# [YOUR INSTRUCTIONS]
Rescale the material by copying every line from the start through the line containing "M 77 24 L 79", leaving out the pictures. Multiply each coordinate in the answers by 0.55 and round it to a whole number, rounding halves up, and leave every other line and number unchanged.

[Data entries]
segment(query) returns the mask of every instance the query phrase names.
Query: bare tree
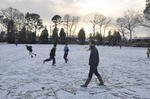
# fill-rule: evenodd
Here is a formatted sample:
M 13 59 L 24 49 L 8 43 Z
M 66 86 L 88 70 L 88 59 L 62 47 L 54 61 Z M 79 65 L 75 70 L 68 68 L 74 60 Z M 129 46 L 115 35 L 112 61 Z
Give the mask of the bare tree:
M 138 26 L 137 13 L 134 10 L 127 10 L 124 12 L 123 17 L 118 19 L 122 22 L 123 28 L 129 31 L 131 44 L 133 30 Z
M 72 16 L 72 19 L 70 22 L 70 27 L 69 27 L 70 36 L 74 35 L 74 33 L 77 29 L 79 20 L 80 20 L 79 16 Z
M 103 29 L 104 29 L 104 37 L 105 37 L 105 31 L 106 29 L 108 28 L 108 26 L 110 25 L 111 23 L 111 19 L 110 18 L 106 18 L 106 20 L 104 21 L 104 26 L 103 26 Z
M 77 24 L 79 22 L 79 17 L 78 16 L 71 16 L 69 14 L 66 14 L 63 18 L 64 20 L 64 25 L 66 27 L 66 33 L 68 35 L 74 35 L 76 29 L 77 29 Z
M 1 9 L 1 13 L 4 16 L 4 25 L 7 25 L 7 22 L 13 20 L 15 22 L 15 28 L 17 30 L 21 30 L 25 20 L 22 12 L 20 12 L 18 9 L 9 7 L 6 9 Z
M 67 37 L 68 37 L 68 30 L 69 30 L 69 22 L 71 20 L 71 15 L 70 14 L 66 14 L 64 15 L 63 17 L 63 22 L 64 22 L 64 25 L 65 25 L 65 28 L 66 28 L 66 34 L 67 34 Z
M 138 13 L 137 15 L 137 21 L 139 24 L 146 29 L 150 30 L 150 18 L 147 17 L 142 11 Z
M 104 26 L 105 24 L 105 21 L 106 21 L 106 17 L 102 14 L 99 15 L 99 28 L 100 28 L 100 34 L 102 34 L 102 27 Z
M 85 22 L 92 25 L 93 36 L 95 36 L 96 25 L 100 23 L 101 16 L 99 12 L 89 13 L 85 16 Z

# [PROBLEM SOLUTION]
segment(query) returns the mask of every instance the query phrase names.
Query: bare tree
# fill-rule: evenodd
Here is a formatted sample:
M 13 59 L 24 49 L 8 43 Z
M 66 86 L 88 70 L 88 59 L 62 47 L 54 61 Z M 79 65 L 75 70 L 68 68 L 74 60 Z M 129 46 L 115 35 L 112 61 Z
Give the mask of the bare tree:
M 76 14 L 75 7 L 74 6 L 70 6 L 68 7 L 68 9 L 65 10 L 67 12 L 68 15 L 71 17 L 72 24 L 73 17 Z
M 40 9 L 40 10 L 39 12 L 39 15 L 38 15 L 39 20 L 41 19 L 41 18 L 42 16 L 43 11 L 44 11 L 43 9 Z
M 57 16 L 57 16 L 57 20 L 58 20 L 58 17 L 58 16 L 59 15 L 59 14 L 61 14 L 61 13 L 61 10 L 61 10 L 58 10 L 58 11 L 57 12 L 57 14 L 57 14 Z
M 42 13 L 43 12 L 43 9 L 43 9 L 39 9 L 38 8 L 36 8 L 35 10 L 35 11 L 35 14 L 36 15 L 36 18 L 37 19 L 41 19 L 42 16 L 42 16 Z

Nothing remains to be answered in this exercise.